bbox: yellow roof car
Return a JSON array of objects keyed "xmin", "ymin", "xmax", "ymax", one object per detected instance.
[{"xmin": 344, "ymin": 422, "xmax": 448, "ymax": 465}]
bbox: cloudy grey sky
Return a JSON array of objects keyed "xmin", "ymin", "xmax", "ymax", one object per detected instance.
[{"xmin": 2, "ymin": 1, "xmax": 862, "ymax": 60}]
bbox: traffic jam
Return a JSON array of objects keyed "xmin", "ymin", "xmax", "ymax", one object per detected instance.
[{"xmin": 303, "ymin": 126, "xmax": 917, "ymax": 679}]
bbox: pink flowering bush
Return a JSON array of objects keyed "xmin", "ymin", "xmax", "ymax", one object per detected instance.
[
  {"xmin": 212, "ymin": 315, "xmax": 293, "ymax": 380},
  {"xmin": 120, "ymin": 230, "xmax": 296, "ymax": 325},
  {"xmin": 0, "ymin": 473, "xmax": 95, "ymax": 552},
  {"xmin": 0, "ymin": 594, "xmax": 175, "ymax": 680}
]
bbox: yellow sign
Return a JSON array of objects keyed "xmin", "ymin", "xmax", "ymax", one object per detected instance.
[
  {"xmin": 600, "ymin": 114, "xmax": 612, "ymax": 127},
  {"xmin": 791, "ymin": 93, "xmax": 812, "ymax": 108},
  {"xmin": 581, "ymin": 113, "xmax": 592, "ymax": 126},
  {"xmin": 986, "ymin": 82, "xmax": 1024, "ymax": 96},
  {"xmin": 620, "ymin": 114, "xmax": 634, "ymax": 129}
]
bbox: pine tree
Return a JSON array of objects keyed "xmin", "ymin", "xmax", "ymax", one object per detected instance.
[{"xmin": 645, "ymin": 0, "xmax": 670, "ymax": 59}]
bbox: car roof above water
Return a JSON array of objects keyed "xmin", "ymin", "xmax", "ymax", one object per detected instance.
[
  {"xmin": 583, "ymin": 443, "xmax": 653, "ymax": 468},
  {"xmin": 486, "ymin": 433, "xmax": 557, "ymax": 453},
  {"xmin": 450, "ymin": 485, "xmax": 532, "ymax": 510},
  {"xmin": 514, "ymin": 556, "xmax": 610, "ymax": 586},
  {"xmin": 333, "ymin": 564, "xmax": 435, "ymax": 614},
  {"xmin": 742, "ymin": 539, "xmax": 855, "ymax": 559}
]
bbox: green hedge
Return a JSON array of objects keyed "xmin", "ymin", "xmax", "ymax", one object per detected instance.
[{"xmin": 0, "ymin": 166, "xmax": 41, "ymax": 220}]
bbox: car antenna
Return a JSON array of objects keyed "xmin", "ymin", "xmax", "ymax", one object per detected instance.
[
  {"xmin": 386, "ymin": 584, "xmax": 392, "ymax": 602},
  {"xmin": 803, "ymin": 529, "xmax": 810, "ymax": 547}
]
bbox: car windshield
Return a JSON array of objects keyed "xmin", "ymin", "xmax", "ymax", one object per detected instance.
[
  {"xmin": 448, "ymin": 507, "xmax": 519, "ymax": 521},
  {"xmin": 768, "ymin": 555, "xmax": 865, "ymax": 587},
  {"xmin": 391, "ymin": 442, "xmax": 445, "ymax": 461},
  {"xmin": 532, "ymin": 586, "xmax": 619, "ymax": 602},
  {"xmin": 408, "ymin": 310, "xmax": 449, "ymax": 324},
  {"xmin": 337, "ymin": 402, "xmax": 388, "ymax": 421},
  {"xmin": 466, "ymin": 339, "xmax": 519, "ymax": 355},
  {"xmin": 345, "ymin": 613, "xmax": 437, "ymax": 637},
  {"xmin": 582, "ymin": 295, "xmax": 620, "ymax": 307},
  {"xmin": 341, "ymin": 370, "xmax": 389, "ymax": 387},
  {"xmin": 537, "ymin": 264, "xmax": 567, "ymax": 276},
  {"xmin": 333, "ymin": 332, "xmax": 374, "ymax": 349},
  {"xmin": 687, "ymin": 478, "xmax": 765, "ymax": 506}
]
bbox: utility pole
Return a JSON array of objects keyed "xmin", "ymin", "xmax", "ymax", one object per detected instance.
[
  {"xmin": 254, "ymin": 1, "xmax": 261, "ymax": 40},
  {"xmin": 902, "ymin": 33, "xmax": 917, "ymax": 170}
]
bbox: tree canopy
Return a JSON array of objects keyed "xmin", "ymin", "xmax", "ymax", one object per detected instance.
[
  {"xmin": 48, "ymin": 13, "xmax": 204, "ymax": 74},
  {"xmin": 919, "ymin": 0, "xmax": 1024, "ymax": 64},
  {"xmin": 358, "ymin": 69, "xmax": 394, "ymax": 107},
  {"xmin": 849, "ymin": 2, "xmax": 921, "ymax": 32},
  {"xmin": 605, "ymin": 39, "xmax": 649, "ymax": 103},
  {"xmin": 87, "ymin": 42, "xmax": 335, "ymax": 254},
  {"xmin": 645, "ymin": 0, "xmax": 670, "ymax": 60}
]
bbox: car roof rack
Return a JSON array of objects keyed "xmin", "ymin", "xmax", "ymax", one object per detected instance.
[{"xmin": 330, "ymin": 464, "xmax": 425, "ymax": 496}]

---

§ The task:
Copy the lines of the data above exactly as written, beginning with the line containing "bbox: pink flowering bush" and ending with the line containing "bbox: yellow sign", and leave out all other lines.

§ Result:
bbox: pink flowering bush
Return a JSON array of objects keyed "xmin", "ymin", "xmax", "ymax", one object per detected instance.
[
  {"xmin": 212, "ymin": 315, "xmax": 293, "ymax": 380},
  {"xmin": 120, "ymin": 230, "xmax": 296, "ymax": 325},
  {"xmin": 0, "ymin": 473, "xmax": 95, "ymax": 552},
  {"xmin": 0, "ymin": 594, "xmax": 175, "ymax": 680}
]
bbox: yellow sign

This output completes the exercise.